- Objectif -
Recopiez à l'identique la partie du texte ci-dessous sur la grève générale qui s'ouvre sur les mots contenant « Effectivement, au regard » et se termine par « des implantations syndicales. ».

- Texte fourni -
****

Effectivement, au regard des échecs répétés qu’a connus le mouvement syndical à l’occasion des dernières grandes mobilisations interprofessionnelles, l’idée d’en appeler à une grève générale resurgit régulièrement, sur le mode d’une critique des stratégies des directions syndicales, accusées de se contenter de journées d’action trop ritualisées. Mais, même si l’on peut discuter de tel ou tel aspect des décisions prises par les directions syndicales, il est d’abord à mettre à leur crédit qu’elles sont parvenues à tenir la mobilisation sur un temps très long. D’autre part, l’appel à la grève générale relève plus de l’incantation que d’une stratégie qu’il est possible de construire au regard de la réalité du salariat et des implantations syndicales.
On l’a vu, même là où les syndicats restent bien implantés et la tradition de la grève vigoureuse, comme à la SNCF ou dans la pétrochimie, les stratégies volontaristes de coordination de mouvements de grève reconductible dans les secteurs dits « stratégiques » ont échoué.
Par exemple, la grève de 2023 à la RATP et à la SNCF est beaucoup plus limitée qu’en 1995. On peut l’expliquer d’abord par les transformations qu’ont connues ces entreprises. À force de réorganisations, la SNCF de 2023 n’est plus du tout celle de 1995, et cela influence nécessairement le type de mobilisation que les syndicats ont la capacité de construire. Par ailleurs, les directions syndicales se sont clairement heurtées au refus des agents de se prêter à la « grève par procuration ».

****

- Lignes de données -

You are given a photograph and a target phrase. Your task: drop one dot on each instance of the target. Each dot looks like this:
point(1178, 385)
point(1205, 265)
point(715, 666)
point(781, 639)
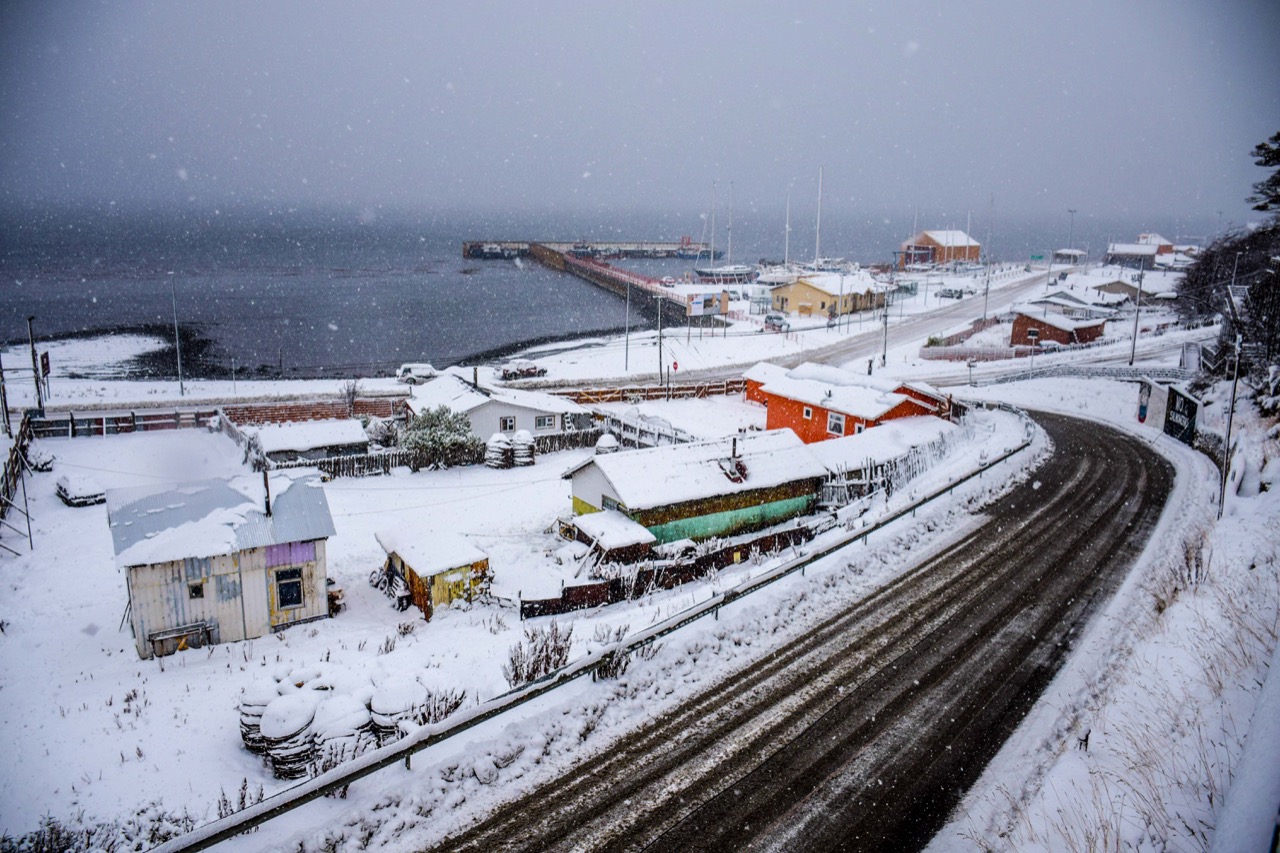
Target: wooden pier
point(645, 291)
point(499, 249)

****

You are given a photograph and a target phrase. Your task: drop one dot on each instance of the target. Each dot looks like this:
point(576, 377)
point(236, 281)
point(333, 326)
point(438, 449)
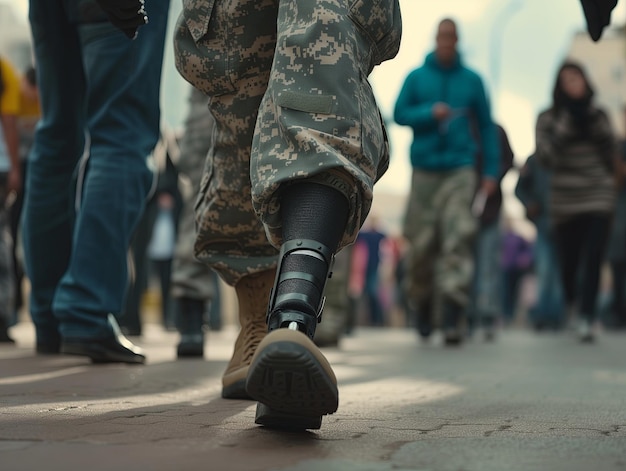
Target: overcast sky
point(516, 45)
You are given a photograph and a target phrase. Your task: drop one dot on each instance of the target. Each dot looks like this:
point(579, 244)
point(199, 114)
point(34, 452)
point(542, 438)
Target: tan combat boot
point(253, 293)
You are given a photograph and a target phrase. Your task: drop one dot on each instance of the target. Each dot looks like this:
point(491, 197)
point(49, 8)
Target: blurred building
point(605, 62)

****

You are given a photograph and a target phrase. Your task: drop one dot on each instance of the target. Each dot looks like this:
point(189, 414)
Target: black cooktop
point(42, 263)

****

- Réponse finale -
Effectivement, au regard des échecs répétés qu’a connus le mouvement syndical à l’occasion des dernières grandes mobilisations interprofessionnelles, l’idée d’en appeler à une grève générale resurgit régulièrement, sur le mode d’une critique des stratégies des directions syndicales, accusées de se contenter de journées d’action trop ritualisées. Mais, même si l’on peut discuter de tel ou tel aspect des décisions prises par les directions syndicales, il est d’abord à mettre à leur crédit qu’elles sont parvenues à tenir la mobilisation sur un temps très long. D’autre part, l’appel à la grève générale relève plus de l’incantation que d’une stratégie qu’il est possible de construire au regard de la réalité du salariat et des implantations syndicales.